Exercise requirements
Please set out all of the rows below as a numbered list, one row per item, leaving out any blank lines.

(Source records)
=-=-=

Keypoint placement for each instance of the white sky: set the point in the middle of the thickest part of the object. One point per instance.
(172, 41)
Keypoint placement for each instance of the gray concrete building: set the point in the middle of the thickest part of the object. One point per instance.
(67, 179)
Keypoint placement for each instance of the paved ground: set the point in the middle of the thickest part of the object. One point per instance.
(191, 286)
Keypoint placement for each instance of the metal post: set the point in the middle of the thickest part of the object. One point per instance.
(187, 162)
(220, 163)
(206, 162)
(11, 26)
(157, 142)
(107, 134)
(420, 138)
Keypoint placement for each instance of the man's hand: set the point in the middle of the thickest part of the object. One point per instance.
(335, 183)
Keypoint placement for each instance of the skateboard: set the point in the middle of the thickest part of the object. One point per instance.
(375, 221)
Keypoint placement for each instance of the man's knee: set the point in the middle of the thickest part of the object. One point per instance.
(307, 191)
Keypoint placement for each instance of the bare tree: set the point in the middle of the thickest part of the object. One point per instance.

=-=-=

Finished exercise
1. Keypoint placement for each instance of the white sky: set the point in the middle of the thickest part of the object. One point per instance.
2. (172, 41)
3. Keypoint placement for each instance of the gray concrete building: set the point in the middle of the thickest part of the object. One point per instance.
4. (67, 179)
5. Keypoint placement for each instance of the paved ground: set the point in the middle of the thickest part of the object. One point per instance.
6. (191, 286)
7. Keypoint placement for each instance of the metal post: set the point in the middle of the thickest part of the object. One point per instance.
8. (187, 162)
9. (220, 163)
10. (206, 162)
11. (11, 26)
12. (157, 142)
13. (107, 134)
14. (420, 138)
15. Keypoint placement for each instance of the man's hand: set the point in the middle of the thickest part of the object. One point per instance.
16. (335, 183)
17. Keypoint placement for each instance of the skateboard: set the point in the middle of the thickest part of the object. One point per instance.
18. (375, 221)
19. Keypoint placement for each instance of the man's knee: set the point in the middle of the thickest part of the object. One point per instance.
20. (307, 191)
21. Keypoint placement for each instance of the bare tree: set the point in the middle of the thickest part of the object. One point per instance.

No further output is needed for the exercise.